TESTO DA LEGGERE:

_____

Le scorie dentro di noi, 2200 torri Eiffel sopra di noi

La plastica dimostra come l’umanità non sia in grado di gestire il pianeta

di Gabriele Lolli

INDICE DEL MESE 1078x516.pngLa prima azione che ho fatto dopo aver letto le prime venti pagine del libro è stata quella di cambiare i pantaloni della tuta che indossavo in casa, che sono al 70 per cento cotone e al 30 per cento di poliestere. Le microplastiche sono particelle dell’ordine di un micron (un millesimo di millimetro, e più piccole ci sono anche le nanoplastiche, nella scala di virus e molecole); in casa, oltre che dai vestiti (di acrilico, nylon, elastan) per sfregamenti e usura, scorie di plastica sono rilasciate da lavatrici, coperte, divani, tappeti, e ci sono quelle volutamente inserite nei prodotti acquistati come dentifricio, detersivi, cosmetici (oltre alle plastiche note a tutti, dalle bottiglie agli imballaggi dei supermercati ecc.). Nel 2022 è arrivato l’annuncio che la plastica è presente nel sangue, sospettata finora, adesso provata con esperimenti che ne hanno rilevato la presenza nell’80 per cento circa dei soggetti esaminati; piccole quantità per ora, ma misurabili, e a ruota scoperte anche nei polmoni, nelle urine, nel latte materno, nel liquido seminale: sono il polietilene tereftalato, il polistirene, il polietilene, altri con quote a scendere. Non si sanno ancora gli effetti, ma incombe il ricordo delle polveri di amianto.

_____

VOCI FORNITE:
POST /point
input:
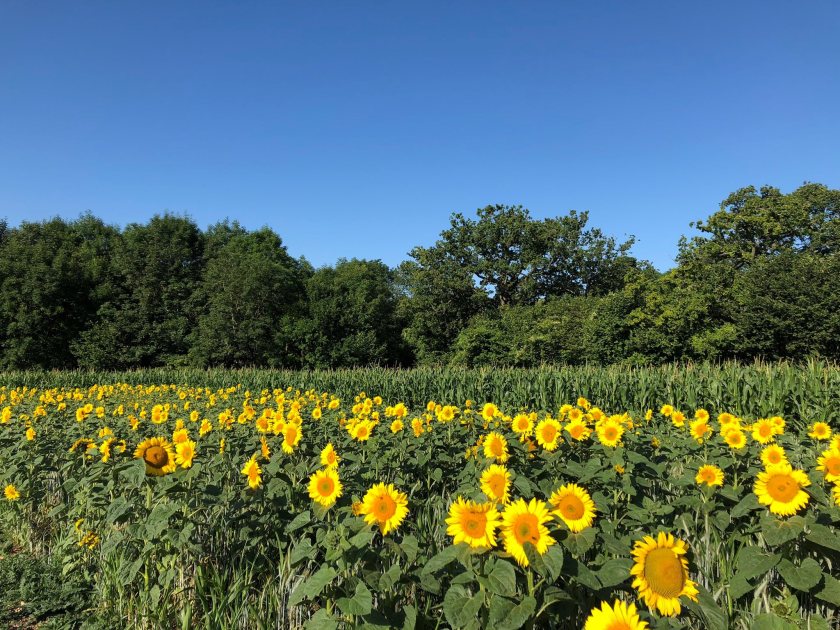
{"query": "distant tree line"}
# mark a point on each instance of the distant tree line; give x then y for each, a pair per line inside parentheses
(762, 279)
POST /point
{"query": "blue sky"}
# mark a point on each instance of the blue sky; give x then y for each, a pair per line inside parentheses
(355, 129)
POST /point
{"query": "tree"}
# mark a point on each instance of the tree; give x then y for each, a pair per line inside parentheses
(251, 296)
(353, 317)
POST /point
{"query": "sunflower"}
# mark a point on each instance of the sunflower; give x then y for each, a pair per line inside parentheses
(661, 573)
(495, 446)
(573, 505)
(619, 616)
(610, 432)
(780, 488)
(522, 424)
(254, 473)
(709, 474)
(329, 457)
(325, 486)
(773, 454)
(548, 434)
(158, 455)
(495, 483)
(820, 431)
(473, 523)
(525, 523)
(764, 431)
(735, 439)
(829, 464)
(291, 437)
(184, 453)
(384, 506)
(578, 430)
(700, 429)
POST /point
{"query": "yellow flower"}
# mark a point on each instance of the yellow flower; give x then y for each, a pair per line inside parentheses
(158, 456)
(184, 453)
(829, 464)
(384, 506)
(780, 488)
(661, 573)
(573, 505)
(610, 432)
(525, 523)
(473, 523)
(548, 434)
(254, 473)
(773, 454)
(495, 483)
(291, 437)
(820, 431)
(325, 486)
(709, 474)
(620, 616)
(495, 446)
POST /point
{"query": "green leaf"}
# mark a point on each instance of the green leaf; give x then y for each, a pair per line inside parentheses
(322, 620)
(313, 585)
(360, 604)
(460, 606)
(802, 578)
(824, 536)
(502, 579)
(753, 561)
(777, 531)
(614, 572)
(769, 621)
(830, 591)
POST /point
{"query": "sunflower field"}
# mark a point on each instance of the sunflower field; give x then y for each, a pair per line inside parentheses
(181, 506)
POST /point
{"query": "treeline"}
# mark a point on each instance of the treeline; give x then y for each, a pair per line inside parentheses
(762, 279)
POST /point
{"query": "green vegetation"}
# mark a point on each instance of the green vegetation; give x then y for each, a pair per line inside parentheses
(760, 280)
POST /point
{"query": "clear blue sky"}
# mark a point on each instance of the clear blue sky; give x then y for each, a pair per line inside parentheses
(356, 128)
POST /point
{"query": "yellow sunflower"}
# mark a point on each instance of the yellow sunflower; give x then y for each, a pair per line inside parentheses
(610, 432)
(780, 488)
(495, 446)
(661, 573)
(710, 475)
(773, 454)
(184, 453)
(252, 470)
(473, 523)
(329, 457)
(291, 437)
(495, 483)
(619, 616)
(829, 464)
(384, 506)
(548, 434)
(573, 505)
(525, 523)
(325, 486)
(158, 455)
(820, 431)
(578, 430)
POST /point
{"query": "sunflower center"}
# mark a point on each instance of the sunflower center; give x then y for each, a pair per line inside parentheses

_____

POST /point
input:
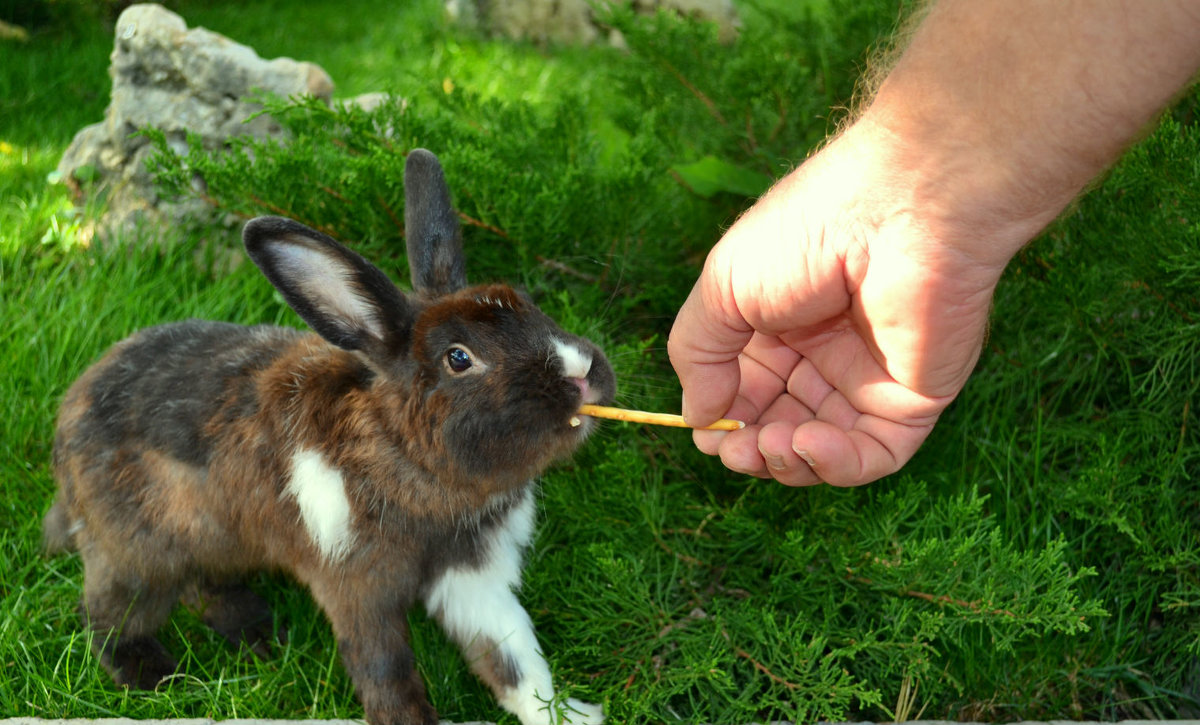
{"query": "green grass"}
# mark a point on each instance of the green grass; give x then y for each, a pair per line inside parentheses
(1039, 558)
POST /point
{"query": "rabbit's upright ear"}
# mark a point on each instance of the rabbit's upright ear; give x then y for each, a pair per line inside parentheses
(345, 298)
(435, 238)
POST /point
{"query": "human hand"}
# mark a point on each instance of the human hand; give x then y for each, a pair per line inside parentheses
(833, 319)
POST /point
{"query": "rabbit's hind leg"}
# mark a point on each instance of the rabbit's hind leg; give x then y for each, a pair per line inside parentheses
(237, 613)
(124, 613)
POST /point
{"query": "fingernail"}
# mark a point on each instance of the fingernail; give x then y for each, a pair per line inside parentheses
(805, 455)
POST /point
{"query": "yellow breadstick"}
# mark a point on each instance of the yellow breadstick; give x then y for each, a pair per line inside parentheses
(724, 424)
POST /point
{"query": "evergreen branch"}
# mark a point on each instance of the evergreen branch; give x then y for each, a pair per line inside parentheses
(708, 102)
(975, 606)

_____

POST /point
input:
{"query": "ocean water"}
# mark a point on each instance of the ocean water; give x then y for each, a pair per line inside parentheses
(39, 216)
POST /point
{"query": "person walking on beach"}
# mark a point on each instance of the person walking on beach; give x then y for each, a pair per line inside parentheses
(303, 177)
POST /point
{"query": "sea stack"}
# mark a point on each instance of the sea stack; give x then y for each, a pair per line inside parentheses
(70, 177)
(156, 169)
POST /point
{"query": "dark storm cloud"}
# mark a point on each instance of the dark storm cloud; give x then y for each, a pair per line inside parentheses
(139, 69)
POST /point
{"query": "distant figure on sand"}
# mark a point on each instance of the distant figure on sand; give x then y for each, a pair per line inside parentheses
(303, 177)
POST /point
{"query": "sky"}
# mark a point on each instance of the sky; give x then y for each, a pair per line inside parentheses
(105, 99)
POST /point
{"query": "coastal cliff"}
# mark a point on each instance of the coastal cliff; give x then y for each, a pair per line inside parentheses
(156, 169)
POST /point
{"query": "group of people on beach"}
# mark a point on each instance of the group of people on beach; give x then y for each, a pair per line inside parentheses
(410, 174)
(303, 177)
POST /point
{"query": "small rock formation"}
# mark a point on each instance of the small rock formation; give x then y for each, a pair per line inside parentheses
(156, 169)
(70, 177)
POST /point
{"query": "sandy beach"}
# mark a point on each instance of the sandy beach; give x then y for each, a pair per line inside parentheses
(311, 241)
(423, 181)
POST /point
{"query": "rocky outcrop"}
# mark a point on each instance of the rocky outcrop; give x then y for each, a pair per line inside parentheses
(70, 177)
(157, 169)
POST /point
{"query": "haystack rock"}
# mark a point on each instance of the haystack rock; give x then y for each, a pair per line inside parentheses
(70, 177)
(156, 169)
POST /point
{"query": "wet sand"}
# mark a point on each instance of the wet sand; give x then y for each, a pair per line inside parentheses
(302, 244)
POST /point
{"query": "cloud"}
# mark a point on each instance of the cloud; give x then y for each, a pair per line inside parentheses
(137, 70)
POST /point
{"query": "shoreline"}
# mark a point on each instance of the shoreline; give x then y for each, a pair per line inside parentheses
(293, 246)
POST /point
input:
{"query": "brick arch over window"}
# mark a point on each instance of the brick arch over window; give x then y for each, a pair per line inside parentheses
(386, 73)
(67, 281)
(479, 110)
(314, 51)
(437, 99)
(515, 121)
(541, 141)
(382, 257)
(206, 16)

_____

COMPITO: Prosegui il testo sulle microplastiche, riprendendo subito dopo l'ultima frase. Le voci non hanno nessun ruolo in questo lavoro.

RISPOSTA:
Le microplastiche sono introdotte anche con il cibo, perché usate nella produzione agricola, dove si cospargono i campi con piccole pastiglie plastificate a lento rilascio: col tempo i prodotti chimici entrano nel suolo, ma la plastica resta lì; e comunque i vasi linfatici delle piante portano nutrienti ai semi e insieme anche microplastiche assorbite dal terreno; la frutta più che la verdura è inquinata per i tempi più lunghi di maturazione ed elevata vascolarizzazione del frutto.